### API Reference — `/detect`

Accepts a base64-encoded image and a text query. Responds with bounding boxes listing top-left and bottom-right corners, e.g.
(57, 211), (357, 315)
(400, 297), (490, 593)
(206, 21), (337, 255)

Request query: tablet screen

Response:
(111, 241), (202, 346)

________________________________________

### What you have to do
Would you retype the records above without changing a word?

### Written answer
### API Reference — `/detect`

Accepts a base64-encoded image and a text query. Responds with bounding boxes listing top-left and bottom-right corners, e.g.
(57, 211), (357, 315)
(400, 297), (490, 593)
(206, 21), (337, 255)

Request query: tablet screen

Response:
(111, 241), (202, 346)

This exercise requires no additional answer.